═══ DATA ═══

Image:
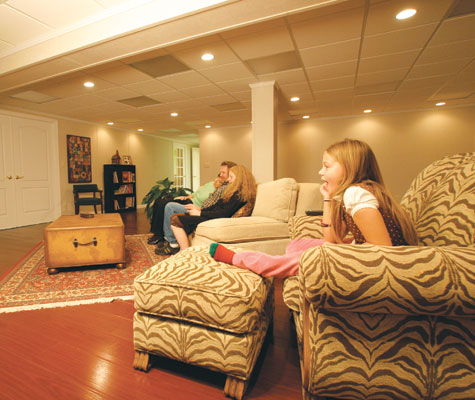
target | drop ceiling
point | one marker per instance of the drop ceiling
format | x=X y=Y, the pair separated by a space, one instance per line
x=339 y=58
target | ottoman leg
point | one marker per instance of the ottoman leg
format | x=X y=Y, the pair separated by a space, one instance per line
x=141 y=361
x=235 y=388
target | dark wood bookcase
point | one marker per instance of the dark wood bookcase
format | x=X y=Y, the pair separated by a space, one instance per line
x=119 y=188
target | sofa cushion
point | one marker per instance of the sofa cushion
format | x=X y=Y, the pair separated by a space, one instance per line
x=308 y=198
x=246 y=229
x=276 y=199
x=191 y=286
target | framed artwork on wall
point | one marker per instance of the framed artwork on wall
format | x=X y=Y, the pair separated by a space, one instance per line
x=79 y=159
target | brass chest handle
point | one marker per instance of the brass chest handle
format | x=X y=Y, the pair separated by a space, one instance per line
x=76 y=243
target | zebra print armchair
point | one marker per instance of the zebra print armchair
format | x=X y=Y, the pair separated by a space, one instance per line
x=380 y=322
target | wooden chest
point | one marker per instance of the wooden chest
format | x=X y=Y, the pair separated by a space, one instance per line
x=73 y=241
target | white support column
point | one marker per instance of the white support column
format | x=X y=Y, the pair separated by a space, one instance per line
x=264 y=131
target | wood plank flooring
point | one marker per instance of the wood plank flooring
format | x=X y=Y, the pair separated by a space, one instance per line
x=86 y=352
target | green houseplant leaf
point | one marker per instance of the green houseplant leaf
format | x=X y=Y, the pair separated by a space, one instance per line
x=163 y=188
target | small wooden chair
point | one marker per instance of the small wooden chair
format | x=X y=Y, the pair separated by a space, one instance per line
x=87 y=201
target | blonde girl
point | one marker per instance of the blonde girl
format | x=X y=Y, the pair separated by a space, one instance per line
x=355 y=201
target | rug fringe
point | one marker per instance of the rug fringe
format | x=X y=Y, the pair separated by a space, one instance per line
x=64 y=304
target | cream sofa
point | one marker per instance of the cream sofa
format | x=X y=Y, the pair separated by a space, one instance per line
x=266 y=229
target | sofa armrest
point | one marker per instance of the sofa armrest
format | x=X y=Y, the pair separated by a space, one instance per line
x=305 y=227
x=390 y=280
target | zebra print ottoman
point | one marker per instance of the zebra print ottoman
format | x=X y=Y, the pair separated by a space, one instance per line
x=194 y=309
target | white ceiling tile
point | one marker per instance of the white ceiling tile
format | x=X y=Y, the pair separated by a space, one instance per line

═══

**TASK DIRECTIONS:**
Set down each entry again exactly as written. Pictures stay out.

**WORKED SOLUTION:**
Image:
target | drop ceiling
point | one marker per instance of the drop ceiling
format | x=X y=Y, the pair separated by a space, one instance per line
x=339 y=58
target | ottoman leg
point | one marker per instance of the ottoman leg
format | x=X y=Y, the pair separated by a space, one instance per line
x=141 y=361
x=235 y=388
target | dark wood bookcase
point | one marker per instance of the dark wood bookcase
format | x=X y=Y, the pair separated by a space, one instance per line
x=119 y=188
target | sofa cushion
point | one marker per instance of the sofa cushion
format | x=X y=Y, the pair separated by a space, one instance per line
x=308 y=198
x=246 y=229
x=276 y=199
x=191 y=286
target | framed artwork on wall
point | one marker per instance of the framed artwork on wall
format | x=X y=Y, the pair separated by a space, one instance per line
x=79 y=159
target | brass chest handle
point | one marker per instance of the brass chest handle
format | x=X y=Y, the pair separated by a space, one instance per line
x=76 y=243
target | zebra print armchair
point | one marker per instance of the zebra print armchair
format | x=X y=Y, the pair separated by a space, one instance per line
x=380 y=322
target | wooden chest
point | one marker per instance of the wooden chest
format | x=X y=Y, the pair separated by a space, one instance per line
x=73 y=241
target | white support column
point | one marker per instance of the white support column
format | x=X y=Y, the pair separated by a space, one instance per line
x=264 y=131
target | wood plank flooring
point | one marker per instance of the wood plank flooring
format | x=X y=Y, the pair separated by a space, one instance per line
x=86 y=352
target | green houseplant leaf
point | one marker per instance of the green houseplant leaf
format | x=X y=Y, the pair separated by a space, one instance per line
x=163 y=188
target | small wooden chair
point | one marker per instance of the small wooden chair
format | x=X y=Y, the pair separated by a space, one instance per line
x=87 y=201
target | blonde girl
point | one marker per instance of the blonde girl
format | x=X y=Y, the pair separated by a space, one instance per line
x=355 y=201
target | rug fringe
point | one marker per instance of the rug fringe
format | x=X y=Y, the pair separated by a space, one instance per line
x=64 y=304
target | cream sofa
point | one marker per instance of the cream sofa
format | x=X y=Y, the pair separated by a space, one instance per line
x=266 y=229
target | sofa armrest
point | one marker per instance of the sofa armrest
format | x=X y=Y, the pair separated by a space, one instance per line
x=305 y=227
x=390 y=280
target | zebra print ottoman
point | one marker per instance of the zebra print ottoman
format | x=X y=Y, the pair separated by a space, one instance per line
x=194 y=309
target | white ceiling tile
point | one marker per instance of the white ceiling tile
format | x=X y=Y, the pair separated by a space, one instance per line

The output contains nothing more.